[[ DOCUMENT PASSAGE open ]]
I’ve actually uttered this sentiment to complete strangers while discussing my twins, usually after one of those inane comments twin moms hear so often; “I don’t know how you manage with two – I can barely handle one!” “You’ve got your hands full” or my favorite: “I’ve always wanted twins.”
My path down the yellow brick road to the fields of opium poppies and Lexapro was arduous, and filled with much doubt that anything was even wrong with me. I’ve referred to myself as Tom Cruise-esque in my belief that depression (post-partum in this case) is “all in your head” or could be fixed by simply wishing it away. I even once believed depression (if it was real at all) only struck those unfortunate enough to have been traumatized by some past event or form of abuse.
Then I lived it.
Day after agonizing day, with two infants to care for, and no basis with which to complain, I began to surmise I simply was not meant for motherhood. I forced myself to do the minimum amount of work required to maintain a household, and attend to two babies, but each and every action required effort, and I waited for the moment of reprieve; the girls’ nap, my husband’s arrival home, or my own bedtime. I longed for sleep all the time, even after surviving those eleven months of sleep deprivation before the girls finally slept through the night – at the same time. When I did sleep, it was restless, and I awoke feeling worse than when I lie down, simply praying for their cries to stop or hoping, against all odds, that both of them would go back to sleep (that never happened, but it didn’t stop me from hoping it would).
My restless, overworked brain went round and round trying to come up with some solution to my angst towards these ever-demanding bundles of flesh, only to reach the conclusion that I was simply too selfish to give up my entire life to motherhood. I developed a few survival tactics that kept me going – twin mommy blogs, a phone call to my mom or a drive to the espresso stand down the street. Lots of espresso.
I remember telling a close friend of mine somewhere around my daughters’ landmark first birthday, that I felt the kind of intense anger everyday that I had only experienced a handful of times in my life pre-children.
[[ DOCUMENT PASSAGE closed ]]
» **WORK INSTRUCTION 1**: List every comment from strangers that the account of post-partum depression quotes as one of the inane remarks twin moms often hear.
» **WORK INSTRUCTION 2**: Rewrite everything in the account of post-partum depression from "I remember telling" down to "my life pre-children.", replacing "anger" with "frustration".
[[ RECORDED INFORMATION open ]]
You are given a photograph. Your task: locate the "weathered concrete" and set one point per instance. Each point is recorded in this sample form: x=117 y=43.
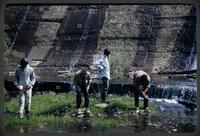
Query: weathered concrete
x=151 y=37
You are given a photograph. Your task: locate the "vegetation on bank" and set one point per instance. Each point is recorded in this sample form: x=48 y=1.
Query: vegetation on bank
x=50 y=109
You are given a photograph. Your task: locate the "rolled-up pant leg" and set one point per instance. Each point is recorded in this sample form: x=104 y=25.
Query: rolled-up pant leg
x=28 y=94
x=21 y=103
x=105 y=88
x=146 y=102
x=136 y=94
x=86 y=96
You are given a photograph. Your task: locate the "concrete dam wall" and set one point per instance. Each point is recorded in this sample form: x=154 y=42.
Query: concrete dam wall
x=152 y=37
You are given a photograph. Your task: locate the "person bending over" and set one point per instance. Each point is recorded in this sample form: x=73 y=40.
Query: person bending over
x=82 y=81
[[ RECORDED INFORMATION closed ]]
» **WRITTEN SOLUTION 1**:
- "I don't know how you manage with two – I can barely handle one!"
- "You've got your hands full"
- "I've always wanted twins."

» **WRITTEN SOLUTION 2**:
I remember telling a close friend of mine somewhere around my daughters’ landmark first birthday, that I felt the kind of intense frustration everyday that I had only experienced a handful of times in my life pre-children.